There is absolutely no evidence provided – not on benefits, not on harms, not on how long this approach has been tested nor in how many people.  

Only a single source is interviewed – a physician who appears in several company news releases. 

This is one of the rare stories that fails on all of our criteria.   

Criteria

Does the story adequately discuss the costs of the intervention?

Not Satisfactory

The reporter says "it’s going to cost three to five thousand dollars."  That’s too broad a range to be helpful to the viewer.  There is also no cost comparison with any of the other multitude of wrinkle "treatments" already on the market.  Most important, there is no discussion of whether insurers are likely to cover it.    

Does the story adequately quantify the benefits of the treatment/test/product/procedure?

Not Satisfactory

There is no data provided on either benefits or harms. 

Does the story adequately explain/quantify the harms of the intervention?

Not Satisfactory

The reporter says there is "redness for a few days and that’s it.  Very safe."  For something that is called a mini-miracle and a breakthrough, and which costs thousands of dollars, viewers deserve a much more thorough, numeric discussion of potential harms. In another place, she says "essentially you’re back to work in four or five days."  That’s a big consideration for most people – maybe not the people who would pursue this approach.

== ACTIVITY ==
Quote the review of the wrinkle treatment story word for word, from start to finish. The rows have nothing to do with this.

(Data for matching plain-language descriptions to objects)
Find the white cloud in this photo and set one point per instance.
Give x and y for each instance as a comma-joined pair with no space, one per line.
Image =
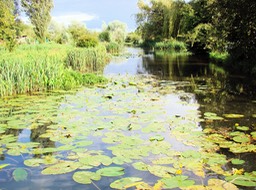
71,17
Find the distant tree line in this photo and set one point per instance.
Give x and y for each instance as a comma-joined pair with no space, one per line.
209,25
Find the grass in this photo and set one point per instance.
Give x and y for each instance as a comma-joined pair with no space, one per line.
171,46
219,58
43,67
87,59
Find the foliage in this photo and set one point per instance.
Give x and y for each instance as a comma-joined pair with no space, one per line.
58,33
39,15
43,67
87,60
8,24
81,36
171,46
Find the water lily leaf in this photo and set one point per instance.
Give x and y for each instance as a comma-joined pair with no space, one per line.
20,174
111,171
217,183
157,138
33,162
61,168
125,183
3,166
212,116
242,128
241,139
253,135
237,161
245,180
177,181
233,116
85,177
140,166
161,171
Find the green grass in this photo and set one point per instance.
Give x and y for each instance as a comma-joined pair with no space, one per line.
173,46
87,59
43,67
219,58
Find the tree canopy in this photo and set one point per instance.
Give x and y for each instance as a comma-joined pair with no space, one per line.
38,12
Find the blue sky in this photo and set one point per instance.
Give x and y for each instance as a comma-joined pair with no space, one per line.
95,12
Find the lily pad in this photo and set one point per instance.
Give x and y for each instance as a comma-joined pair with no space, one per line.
241,139
61,168
242,128
177,181
233,116
125,183
157,138
111,171
237,161
140,166
85,177
20,174
246,180
3,166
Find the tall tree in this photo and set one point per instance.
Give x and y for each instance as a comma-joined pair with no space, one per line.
38,12
8,24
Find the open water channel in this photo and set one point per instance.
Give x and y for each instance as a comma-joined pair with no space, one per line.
161,122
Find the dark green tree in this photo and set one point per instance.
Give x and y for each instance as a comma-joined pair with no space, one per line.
8,25
38,12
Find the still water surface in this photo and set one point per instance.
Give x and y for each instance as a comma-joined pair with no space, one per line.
187,84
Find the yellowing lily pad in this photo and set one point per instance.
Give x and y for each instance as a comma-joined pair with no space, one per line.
111,171
85,177
125,183
237,161
233,116
61,168
177,181
20,174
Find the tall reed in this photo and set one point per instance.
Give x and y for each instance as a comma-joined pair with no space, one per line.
87,59
42,68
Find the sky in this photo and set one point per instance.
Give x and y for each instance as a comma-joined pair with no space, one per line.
95,12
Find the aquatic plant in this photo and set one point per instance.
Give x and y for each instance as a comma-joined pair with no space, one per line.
44,67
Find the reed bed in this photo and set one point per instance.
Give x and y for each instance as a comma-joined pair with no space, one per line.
87,59
171,46
42,68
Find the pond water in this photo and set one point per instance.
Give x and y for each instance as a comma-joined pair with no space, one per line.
162,120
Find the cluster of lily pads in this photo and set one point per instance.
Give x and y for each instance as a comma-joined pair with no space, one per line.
128,131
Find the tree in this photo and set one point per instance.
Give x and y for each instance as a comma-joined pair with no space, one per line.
7,24
81,36
38,12
238,21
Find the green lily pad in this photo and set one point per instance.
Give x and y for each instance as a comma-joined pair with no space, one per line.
246,180
125,183
216,183
3,166
161,171
241,139
157,138
140,166
85,177
177,181
237,161
20,174
242,128
233,116
212,116
61,168
111,171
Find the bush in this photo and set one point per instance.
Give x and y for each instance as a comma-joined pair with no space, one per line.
113,48
87,41
172,46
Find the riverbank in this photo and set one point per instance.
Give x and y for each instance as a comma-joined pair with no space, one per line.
33,68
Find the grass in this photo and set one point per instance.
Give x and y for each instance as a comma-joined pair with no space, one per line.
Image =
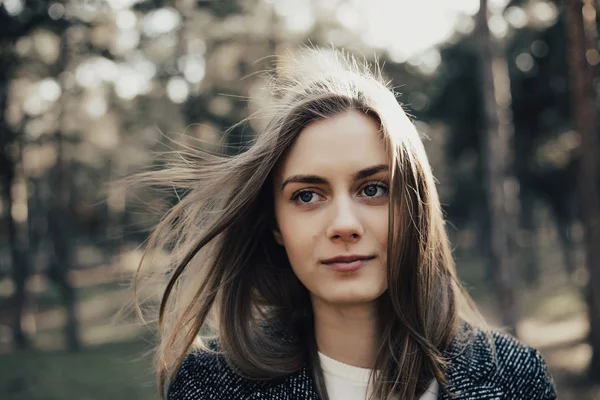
114,371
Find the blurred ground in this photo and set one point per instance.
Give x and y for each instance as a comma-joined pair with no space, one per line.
115,365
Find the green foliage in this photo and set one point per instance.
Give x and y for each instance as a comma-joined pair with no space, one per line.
114,371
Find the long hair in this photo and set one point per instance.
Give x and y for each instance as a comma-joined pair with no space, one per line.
228,280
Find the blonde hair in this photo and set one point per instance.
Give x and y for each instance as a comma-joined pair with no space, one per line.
229,281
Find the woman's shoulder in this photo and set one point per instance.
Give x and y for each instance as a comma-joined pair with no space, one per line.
522,368
207,375
499,361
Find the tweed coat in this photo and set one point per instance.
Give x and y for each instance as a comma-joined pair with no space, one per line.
517,373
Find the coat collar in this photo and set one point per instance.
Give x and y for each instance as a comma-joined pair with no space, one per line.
472,362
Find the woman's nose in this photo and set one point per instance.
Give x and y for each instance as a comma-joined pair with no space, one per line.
345,223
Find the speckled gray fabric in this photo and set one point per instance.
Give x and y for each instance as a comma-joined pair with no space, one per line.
519,374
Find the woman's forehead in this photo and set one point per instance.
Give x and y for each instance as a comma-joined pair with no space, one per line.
345,142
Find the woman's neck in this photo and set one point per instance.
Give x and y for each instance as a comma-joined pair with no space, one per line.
348,333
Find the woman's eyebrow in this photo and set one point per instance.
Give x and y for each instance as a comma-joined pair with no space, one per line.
317,180
365,173
314,179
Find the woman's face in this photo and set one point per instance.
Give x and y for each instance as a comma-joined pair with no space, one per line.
331,206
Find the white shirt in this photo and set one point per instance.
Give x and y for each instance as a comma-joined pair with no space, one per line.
346,382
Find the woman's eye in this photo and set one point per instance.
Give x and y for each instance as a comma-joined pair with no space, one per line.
305,197
375,190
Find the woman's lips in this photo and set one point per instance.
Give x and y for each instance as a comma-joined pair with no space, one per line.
347,266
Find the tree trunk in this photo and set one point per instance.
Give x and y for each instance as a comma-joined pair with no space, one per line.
501,186
17,236
583,100
60,222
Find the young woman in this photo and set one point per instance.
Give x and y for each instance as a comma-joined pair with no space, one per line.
316,265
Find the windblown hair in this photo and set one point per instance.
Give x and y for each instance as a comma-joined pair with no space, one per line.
229,281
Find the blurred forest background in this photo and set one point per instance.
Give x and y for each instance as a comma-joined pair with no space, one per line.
93,90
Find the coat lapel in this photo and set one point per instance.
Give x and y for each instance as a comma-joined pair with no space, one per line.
471,365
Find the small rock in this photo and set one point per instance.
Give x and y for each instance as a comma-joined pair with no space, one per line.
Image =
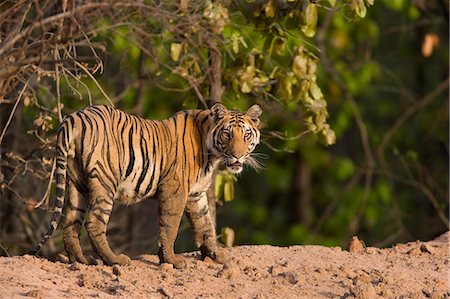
230,270
365,291
414,251
166,266
372,250
117,270
427,292
362,278
75,266
62,258
427,248
290,277
350,274
356,245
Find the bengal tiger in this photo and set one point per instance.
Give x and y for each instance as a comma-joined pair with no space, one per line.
104,155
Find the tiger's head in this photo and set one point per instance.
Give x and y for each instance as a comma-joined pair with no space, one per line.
234,136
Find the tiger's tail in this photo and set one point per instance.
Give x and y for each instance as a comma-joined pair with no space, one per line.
60,174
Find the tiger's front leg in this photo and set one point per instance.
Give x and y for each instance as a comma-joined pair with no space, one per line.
205,238
170,210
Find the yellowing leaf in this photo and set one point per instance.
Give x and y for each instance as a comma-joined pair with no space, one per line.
175,51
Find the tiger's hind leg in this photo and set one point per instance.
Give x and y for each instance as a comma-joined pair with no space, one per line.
197,212
170,210
73,221
101,204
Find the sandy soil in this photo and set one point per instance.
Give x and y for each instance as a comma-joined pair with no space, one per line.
413,270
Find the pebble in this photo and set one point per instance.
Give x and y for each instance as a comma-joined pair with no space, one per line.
356,245
35,294
414,251
230,270
75,266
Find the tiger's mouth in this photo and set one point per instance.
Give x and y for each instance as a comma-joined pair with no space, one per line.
235,167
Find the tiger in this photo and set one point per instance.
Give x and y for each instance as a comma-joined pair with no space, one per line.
105,155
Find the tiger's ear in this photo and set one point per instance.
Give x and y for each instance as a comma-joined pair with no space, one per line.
218,111
254,112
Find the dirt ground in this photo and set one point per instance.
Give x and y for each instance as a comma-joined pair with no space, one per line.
412,270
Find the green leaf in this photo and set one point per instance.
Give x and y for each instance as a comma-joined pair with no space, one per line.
359,8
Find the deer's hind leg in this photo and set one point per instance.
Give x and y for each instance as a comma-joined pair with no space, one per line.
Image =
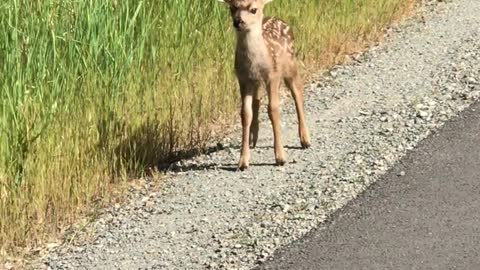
247,90
294,83
273,88
255,124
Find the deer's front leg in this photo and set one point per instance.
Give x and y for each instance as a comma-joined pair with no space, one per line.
273,89
247,115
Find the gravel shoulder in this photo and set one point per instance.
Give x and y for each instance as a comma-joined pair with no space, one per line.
423,214
363,118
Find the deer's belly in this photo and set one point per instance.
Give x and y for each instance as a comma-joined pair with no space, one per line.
253,70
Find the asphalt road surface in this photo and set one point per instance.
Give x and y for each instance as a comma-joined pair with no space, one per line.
424,214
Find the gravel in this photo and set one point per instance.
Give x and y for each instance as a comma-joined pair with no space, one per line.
363,116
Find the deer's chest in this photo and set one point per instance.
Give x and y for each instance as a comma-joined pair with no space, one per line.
252,62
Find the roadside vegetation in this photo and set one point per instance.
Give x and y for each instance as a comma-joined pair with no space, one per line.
93,93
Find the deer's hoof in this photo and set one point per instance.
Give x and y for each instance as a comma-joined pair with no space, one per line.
305,144
243,164
280,161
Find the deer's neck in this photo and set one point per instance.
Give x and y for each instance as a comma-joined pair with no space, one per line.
252,59
251,41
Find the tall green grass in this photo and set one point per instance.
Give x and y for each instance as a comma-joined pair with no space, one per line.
94,92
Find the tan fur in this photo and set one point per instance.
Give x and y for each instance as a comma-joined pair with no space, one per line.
264,58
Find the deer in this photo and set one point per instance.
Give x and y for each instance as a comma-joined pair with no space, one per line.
264,56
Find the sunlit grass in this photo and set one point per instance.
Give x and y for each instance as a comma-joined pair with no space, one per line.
93,92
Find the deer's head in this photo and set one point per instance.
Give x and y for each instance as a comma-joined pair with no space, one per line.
246,14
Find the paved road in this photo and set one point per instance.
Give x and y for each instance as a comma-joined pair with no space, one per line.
427,219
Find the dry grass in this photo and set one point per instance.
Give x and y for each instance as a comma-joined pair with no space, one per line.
94,92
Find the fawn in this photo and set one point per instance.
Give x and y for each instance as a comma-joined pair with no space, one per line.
264,56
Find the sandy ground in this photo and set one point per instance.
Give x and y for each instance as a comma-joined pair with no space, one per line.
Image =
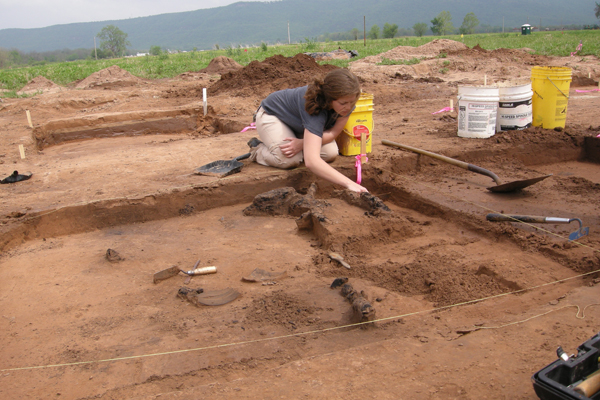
459,307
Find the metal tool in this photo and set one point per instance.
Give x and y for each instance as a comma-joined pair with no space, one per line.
166,273
222,168
501,187
541,220
338,257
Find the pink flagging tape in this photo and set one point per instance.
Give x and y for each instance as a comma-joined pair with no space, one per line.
444,110
251,126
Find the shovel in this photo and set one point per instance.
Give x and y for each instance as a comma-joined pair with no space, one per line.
542,220
222,168
501,187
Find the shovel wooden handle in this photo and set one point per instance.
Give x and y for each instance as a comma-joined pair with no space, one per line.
458,163
532,219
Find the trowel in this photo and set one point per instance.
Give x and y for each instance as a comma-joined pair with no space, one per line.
542,220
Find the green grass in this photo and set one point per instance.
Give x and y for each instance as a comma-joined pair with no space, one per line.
554,43
387,61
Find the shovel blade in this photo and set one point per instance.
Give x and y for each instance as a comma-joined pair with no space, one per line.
579,233
516,185
220,168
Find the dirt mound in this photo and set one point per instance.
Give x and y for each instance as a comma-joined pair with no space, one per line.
221,65
582,81
39,84
113,77
502,55
274,73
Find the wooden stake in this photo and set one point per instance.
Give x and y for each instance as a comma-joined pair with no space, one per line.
29,118
363,147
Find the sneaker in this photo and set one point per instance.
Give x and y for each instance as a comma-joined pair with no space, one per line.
254,142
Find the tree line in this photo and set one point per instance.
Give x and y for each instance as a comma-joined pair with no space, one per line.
114,42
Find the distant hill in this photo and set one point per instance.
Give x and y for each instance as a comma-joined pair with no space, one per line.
247,23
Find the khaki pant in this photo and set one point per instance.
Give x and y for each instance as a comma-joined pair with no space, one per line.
272,133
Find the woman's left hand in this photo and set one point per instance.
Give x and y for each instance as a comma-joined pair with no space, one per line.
292,146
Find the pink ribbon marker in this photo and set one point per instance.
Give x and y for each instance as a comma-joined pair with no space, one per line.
251,126
358,165
443,110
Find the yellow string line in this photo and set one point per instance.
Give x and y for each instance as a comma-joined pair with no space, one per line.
343,326
323,330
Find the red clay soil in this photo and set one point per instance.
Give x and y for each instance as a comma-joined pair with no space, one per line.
461,307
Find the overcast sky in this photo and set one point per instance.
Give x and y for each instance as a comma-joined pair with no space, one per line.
43,13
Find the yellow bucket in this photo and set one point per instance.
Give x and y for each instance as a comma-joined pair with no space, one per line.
360,121
550,96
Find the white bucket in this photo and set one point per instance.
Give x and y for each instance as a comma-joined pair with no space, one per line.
515,108
477,111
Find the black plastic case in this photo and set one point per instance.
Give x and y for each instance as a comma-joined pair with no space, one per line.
555,381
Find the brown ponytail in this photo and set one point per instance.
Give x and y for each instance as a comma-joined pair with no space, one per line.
337,83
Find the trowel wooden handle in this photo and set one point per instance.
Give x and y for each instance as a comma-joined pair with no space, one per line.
458,163
590,385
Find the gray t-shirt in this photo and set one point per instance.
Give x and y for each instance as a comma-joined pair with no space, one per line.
288,106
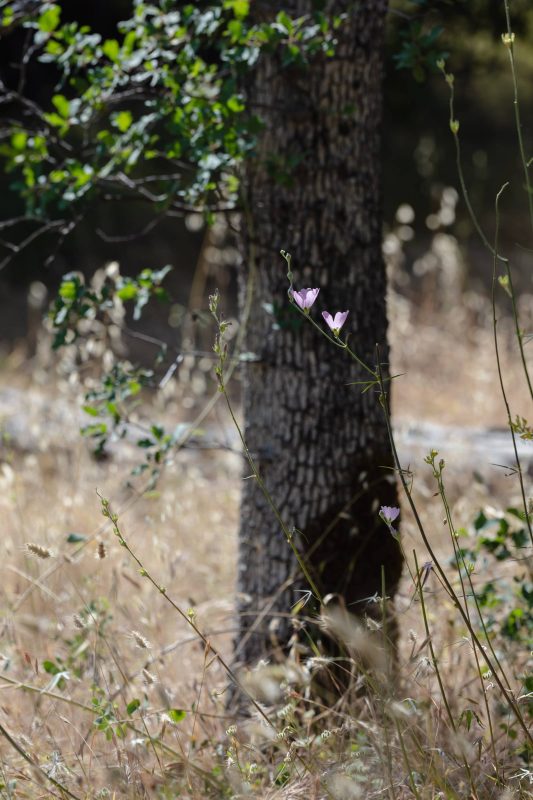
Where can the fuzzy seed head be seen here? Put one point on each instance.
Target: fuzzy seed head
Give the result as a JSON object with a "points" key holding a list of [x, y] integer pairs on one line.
{"points": [[140, 640], [38, 550]]}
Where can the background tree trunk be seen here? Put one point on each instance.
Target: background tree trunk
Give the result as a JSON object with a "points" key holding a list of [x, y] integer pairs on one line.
{"points": [[321, 445]]}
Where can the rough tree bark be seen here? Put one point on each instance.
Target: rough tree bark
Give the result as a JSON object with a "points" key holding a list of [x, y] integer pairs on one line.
{"points": [[321, 446]]}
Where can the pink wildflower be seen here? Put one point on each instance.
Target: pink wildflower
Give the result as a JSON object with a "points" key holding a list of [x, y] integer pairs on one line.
{"points": [[305, 298], [336, 322]]}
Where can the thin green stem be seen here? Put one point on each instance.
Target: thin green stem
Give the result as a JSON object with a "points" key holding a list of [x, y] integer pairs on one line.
{"points": [[509, 43], [499, 366], [449, 588], [454, 127], [437, 671]]}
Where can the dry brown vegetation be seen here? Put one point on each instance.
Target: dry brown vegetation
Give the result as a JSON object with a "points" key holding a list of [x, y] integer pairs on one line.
{"points": [[83, 608]]}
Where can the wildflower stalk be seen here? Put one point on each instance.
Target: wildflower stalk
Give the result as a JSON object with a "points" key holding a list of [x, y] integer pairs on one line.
{"points": [[499, 366], [462, 566], [383, 399], [454, 127], [113, 518], [508, 40], [446, 582], [434, 660]]}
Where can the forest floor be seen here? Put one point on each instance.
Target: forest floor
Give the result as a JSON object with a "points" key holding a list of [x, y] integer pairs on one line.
{"points": [[73, 622]]}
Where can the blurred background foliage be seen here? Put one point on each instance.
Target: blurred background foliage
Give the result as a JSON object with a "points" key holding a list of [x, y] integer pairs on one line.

== WRITTEN ANSWER ==
There is absolutely no evidence provided – not on benefits, not on harms, not on how long this approach has been tested nor in how many people.  

Only a single source is interviewed – a physician who appears in several company news releases. 

This is one of the rare stories that fails on all of our criteria.   

Criteria

Does the story adequately discuss the costs of the intervention?

Not Satisfactory

The reporter says "it’s going to cost three to five thousand dollars."  That’s too broad a range to be helpful to the viewer.  There is also no cost comparison with any of the other multitude of wrinkle "treatments" already on the market.  Most important, there is no discussion of whether insurers are likely to cover it.    

Does the story adequately quantify the benefits of the treatment/test/product/procedure?

Not Satisfactory

There is no data provided on either benefits or harms. 

Does the story adequately explain/quantify the harms of the intervention?

Not Satisfactory

The reporter says there is "redness for a few days and that’s it.  Very safe."  For something that is called a mini-miracle and a breakthrough, and which costs thousands of dollars, viewers deserve a much more thorough, numeric discussion of potential harms. In another place, she says "essentially you’re back to work in four or five days."  That’s a big consideration for most people – maybe not the people who would pursue this approach.